**EXERCISE**
Out of the records below, copy all lines in which the word "kaaba" occurs.

*-*-*

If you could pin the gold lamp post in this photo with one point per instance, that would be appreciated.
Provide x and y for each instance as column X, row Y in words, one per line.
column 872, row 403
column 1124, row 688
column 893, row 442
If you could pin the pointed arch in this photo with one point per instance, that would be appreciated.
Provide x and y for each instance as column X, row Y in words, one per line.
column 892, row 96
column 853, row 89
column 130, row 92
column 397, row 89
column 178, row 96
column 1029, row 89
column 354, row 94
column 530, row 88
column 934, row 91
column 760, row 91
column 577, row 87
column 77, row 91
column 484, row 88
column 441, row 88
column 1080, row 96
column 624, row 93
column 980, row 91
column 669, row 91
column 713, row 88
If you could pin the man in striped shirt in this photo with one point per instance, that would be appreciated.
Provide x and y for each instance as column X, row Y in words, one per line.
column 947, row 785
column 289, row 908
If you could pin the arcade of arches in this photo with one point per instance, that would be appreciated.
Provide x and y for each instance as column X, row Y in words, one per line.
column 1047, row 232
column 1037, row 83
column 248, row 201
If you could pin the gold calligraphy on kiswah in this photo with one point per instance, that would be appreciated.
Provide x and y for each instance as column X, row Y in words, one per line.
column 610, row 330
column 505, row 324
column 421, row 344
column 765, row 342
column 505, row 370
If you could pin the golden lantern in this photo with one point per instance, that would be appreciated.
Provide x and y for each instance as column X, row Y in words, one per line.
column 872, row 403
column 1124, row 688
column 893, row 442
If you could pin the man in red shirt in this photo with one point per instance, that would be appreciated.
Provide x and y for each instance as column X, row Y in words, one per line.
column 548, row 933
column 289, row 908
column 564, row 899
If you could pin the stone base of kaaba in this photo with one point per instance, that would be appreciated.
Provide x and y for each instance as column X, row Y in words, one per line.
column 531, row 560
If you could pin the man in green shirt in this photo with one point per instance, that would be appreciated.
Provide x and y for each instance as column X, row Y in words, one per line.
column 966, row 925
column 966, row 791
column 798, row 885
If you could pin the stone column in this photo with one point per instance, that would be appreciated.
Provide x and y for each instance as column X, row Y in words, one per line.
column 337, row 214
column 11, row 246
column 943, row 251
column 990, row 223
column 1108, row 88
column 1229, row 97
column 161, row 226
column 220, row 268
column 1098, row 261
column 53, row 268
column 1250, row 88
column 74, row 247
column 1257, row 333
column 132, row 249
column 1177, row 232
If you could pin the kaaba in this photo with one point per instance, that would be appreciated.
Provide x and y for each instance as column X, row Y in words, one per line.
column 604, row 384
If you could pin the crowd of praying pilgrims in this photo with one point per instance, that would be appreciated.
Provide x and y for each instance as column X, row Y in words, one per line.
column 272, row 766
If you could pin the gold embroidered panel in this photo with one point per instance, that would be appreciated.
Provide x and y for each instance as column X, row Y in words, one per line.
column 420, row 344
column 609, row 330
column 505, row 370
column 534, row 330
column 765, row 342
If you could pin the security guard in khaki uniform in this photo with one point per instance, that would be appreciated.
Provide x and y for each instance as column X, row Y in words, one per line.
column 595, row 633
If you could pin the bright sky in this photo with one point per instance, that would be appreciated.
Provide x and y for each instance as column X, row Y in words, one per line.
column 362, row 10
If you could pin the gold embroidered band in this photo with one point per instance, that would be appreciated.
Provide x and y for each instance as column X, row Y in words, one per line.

*-*-*

**WRITTEN ANSWER**
If you could pin the stone base of kaaba in this photo with one point per instance, that would be appreciated.
If you could pin the kaaba in this photo with one point per instance, that would be appreciated.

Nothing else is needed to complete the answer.